> [TASK TO CARRY OUT]: Reproduce verbatim the rows from the line containing "Report the position of every instance of the man wearing" to the line containing "pixel 460 219", both of those lines included, and output nothing else.
===
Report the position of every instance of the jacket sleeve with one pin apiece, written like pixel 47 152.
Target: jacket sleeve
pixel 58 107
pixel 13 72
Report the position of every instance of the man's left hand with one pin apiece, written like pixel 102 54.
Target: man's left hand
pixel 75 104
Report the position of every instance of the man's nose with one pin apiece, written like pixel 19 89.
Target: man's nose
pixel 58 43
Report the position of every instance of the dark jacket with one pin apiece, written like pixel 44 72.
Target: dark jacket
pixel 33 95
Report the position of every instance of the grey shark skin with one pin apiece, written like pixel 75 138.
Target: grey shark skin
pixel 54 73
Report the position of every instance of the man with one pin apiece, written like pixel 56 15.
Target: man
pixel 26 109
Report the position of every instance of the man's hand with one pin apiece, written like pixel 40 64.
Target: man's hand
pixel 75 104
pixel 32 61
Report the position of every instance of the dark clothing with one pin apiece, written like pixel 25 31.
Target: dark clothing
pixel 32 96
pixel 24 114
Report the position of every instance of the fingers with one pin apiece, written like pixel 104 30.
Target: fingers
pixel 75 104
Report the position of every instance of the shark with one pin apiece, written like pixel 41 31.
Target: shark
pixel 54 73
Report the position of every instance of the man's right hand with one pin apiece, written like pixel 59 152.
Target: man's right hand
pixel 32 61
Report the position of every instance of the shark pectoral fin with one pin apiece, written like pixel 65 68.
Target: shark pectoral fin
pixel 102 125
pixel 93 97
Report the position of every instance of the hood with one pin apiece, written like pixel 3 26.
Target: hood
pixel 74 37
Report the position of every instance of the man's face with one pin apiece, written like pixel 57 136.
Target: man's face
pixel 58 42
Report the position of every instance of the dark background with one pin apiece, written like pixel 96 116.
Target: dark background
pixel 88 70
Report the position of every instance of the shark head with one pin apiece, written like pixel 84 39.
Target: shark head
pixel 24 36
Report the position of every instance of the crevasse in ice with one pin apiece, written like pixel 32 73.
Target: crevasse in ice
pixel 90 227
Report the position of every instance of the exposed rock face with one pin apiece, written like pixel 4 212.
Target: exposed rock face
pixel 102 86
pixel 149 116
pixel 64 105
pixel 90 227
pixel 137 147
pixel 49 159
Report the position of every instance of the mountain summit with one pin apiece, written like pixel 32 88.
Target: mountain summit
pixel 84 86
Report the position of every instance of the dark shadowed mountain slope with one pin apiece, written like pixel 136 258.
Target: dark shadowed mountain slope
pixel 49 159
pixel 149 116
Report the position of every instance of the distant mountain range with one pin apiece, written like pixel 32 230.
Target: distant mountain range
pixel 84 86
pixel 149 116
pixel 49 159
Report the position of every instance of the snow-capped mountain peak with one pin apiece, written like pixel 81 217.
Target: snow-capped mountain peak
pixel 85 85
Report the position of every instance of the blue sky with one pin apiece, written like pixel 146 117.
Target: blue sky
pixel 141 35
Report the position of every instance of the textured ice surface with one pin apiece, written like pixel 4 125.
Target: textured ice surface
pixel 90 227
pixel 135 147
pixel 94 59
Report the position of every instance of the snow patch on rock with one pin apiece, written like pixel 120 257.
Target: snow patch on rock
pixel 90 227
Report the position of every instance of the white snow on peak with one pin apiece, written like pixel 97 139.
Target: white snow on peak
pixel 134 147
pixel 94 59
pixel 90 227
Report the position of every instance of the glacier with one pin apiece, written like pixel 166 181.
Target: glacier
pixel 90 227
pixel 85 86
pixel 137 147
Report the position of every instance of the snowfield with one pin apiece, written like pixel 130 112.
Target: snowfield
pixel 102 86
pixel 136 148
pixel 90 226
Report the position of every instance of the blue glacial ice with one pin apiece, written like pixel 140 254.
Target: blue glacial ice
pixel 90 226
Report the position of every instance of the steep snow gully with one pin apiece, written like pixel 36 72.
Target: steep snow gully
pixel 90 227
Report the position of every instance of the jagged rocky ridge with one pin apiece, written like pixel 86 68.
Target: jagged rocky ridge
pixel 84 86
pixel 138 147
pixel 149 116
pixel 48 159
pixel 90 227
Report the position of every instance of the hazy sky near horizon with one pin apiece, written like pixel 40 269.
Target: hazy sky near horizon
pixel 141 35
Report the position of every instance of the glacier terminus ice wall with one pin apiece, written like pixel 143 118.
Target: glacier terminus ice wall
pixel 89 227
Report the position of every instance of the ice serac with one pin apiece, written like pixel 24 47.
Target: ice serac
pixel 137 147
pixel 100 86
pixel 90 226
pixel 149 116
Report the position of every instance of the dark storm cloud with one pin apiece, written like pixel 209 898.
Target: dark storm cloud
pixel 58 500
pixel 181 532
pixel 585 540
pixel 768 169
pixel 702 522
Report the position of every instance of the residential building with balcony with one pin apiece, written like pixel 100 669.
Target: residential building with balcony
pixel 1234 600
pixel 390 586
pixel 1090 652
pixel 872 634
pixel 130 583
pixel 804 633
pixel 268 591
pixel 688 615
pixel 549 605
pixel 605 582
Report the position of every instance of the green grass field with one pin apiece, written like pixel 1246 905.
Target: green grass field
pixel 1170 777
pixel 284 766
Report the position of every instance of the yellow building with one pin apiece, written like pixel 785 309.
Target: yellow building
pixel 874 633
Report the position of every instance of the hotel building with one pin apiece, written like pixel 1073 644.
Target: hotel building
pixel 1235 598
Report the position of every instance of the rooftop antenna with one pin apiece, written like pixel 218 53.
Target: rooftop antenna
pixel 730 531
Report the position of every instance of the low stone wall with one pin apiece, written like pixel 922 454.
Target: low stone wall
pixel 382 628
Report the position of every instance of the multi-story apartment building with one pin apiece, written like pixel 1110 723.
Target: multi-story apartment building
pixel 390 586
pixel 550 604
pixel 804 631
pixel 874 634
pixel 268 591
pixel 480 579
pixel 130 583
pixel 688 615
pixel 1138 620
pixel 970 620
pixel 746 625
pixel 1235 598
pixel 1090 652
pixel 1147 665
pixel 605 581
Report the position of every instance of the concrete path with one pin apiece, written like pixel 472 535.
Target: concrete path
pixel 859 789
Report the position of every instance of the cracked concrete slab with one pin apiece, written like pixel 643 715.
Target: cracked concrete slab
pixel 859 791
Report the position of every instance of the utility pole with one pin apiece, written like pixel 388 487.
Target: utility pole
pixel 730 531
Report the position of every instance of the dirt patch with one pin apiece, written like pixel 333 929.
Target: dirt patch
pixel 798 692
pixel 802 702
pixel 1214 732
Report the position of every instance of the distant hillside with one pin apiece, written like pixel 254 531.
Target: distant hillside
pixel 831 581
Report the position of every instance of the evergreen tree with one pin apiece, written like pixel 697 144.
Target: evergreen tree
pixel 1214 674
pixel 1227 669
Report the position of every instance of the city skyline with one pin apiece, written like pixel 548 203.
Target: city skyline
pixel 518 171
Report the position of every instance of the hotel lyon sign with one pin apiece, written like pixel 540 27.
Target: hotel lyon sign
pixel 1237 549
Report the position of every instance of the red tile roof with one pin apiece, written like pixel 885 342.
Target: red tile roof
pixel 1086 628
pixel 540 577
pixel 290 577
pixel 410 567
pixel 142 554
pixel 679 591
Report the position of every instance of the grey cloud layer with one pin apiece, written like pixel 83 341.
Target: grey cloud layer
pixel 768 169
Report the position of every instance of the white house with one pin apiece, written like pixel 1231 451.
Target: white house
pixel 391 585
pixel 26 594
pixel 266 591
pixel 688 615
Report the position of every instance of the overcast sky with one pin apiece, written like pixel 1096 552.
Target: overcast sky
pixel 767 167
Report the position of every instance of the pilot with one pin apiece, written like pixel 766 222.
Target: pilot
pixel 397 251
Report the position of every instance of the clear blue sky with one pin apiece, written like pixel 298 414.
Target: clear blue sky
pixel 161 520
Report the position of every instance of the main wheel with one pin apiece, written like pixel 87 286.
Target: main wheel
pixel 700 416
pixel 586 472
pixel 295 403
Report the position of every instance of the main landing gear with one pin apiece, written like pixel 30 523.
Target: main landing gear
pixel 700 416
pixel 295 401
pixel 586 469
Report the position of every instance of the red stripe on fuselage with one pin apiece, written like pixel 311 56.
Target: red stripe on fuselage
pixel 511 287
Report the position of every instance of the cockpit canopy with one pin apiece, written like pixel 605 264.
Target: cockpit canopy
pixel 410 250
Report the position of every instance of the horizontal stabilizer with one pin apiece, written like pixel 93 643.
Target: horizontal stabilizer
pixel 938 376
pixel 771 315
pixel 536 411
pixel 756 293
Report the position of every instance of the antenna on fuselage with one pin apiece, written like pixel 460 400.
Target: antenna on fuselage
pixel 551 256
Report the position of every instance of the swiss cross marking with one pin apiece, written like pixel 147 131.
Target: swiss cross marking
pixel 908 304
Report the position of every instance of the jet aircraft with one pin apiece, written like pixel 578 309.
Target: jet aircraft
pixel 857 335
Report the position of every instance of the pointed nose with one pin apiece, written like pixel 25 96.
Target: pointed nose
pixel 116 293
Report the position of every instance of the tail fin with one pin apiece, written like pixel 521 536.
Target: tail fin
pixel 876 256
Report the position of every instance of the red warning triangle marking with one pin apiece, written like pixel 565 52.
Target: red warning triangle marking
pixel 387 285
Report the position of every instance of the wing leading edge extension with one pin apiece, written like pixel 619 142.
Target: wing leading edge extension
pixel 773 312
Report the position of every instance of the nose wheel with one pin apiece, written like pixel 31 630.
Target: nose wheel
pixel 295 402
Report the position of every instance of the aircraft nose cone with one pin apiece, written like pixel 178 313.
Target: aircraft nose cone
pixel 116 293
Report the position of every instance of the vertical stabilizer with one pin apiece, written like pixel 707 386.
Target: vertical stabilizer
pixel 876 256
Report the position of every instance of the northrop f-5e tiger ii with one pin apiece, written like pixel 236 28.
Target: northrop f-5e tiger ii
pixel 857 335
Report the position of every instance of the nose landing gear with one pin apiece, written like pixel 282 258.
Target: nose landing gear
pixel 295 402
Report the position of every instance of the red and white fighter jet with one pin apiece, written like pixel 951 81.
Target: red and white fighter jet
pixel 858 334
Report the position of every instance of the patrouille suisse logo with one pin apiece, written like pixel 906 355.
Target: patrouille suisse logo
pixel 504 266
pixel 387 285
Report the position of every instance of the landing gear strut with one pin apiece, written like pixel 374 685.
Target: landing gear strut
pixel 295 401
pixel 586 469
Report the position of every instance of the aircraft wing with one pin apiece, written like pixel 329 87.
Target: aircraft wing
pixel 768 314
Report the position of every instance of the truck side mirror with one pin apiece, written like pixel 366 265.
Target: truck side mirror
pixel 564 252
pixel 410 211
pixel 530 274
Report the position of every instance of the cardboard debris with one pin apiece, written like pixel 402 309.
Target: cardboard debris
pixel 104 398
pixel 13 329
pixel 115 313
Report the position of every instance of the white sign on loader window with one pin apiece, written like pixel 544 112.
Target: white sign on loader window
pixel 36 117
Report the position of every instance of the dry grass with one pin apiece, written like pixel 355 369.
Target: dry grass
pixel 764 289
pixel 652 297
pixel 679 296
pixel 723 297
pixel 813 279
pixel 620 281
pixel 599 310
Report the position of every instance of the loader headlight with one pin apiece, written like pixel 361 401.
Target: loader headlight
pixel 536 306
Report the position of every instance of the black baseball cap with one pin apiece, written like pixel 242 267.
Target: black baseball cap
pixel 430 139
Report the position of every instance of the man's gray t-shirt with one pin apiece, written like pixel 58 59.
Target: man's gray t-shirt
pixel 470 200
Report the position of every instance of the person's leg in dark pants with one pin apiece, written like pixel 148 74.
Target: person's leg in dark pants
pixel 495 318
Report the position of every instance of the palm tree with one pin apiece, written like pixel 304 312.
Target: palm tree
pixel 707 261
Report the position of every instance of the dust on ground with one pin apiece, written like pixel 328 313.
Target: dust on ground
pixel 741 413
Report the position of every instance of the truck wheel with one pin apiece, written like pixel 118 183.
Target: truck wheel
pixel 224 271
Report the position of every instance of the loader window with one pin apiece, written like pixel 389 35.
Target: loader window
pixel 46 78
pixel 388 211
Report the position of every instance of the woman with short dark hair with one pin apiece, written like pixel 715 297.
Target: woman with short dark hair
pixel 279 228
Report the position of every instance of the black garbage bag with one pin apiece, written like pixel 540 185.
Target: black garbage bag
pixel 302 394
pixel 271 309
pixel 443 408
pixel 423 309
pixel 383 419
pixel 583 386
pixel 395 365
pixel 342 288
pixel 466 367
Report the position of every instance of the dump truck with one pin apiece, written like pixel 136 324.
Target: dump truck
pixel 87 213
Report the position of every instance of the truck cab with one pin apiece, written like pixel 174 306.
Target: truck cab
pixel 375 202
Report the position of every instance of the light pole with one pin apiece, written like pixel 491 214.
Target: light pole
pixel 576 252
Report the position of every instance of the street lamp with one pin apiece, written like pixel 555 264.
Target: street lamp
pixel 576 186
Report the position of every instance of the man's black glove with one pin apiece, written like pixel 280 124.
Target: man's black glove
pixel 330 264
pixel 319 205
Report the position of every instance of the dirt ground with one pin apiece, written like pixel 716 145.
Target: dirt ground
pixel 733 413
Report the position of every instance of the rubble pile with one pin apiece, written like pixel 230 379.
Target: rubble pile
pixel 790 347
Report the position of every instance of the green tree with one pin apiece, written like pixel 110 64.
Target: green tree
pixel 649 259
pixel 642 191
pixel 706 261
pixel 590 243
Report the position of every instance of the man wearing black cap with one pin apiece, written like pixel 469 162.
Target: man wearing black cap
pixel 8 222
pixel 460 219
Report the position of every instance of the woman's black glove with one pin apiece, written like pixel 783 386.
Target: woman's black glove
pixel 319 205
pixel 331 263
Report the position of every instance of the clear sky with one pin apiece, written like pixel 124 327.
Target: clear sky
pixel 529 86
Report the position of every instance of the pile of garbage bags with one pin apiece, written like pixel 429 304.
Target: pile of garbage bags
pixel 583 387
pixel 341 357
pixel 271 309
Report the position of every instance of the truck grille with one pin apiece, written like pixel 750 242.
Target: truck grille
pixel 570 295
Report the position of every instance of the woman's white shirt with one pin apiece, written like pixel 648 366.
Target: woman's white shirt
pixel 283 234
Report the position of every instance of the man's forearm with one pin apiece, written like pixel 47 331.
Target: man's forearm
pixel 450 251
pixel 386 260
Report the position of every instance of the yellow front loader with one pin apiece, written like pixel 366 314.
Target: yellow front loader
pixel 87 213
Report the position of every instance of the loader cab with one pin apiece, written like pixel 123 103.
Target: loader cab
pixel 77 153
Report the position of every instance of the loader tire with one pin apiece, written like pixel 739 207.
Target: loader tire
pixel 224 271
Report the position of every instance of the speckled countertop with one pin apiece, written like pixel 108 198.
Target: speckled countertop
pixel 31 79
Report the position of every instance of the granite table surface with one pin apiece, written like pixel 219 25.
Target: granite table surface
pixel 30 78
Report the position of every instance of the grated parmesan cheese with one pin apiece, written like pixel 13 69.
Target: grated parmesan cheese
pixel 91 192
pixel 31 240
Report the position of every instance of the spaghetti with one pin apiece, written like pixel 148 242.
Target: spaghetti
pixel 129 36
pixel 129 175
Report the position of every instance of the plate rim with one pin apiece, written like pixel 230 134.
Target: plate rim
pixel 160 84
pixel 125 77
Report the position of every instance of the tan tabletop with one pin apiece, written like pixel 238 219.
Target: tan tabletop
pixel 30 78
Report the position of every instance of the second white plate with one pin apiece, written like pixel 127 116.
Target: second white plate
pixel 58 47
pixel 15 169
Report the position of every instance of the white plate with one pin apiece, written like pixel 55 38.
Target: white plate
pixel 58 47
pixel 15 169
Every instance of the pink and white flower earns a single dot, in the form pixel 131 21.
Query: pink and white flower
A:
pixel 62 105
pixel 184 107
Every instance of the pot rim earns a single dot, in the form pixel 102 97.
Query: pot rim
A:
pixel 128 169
===
> [EXERCISE SOLUTION]:
Report the position of every instance of the man wearing black cap with one pin apiece, written like pixel 469 162.
Target: man wearing black cap
pixel 8 222
pixel 460 219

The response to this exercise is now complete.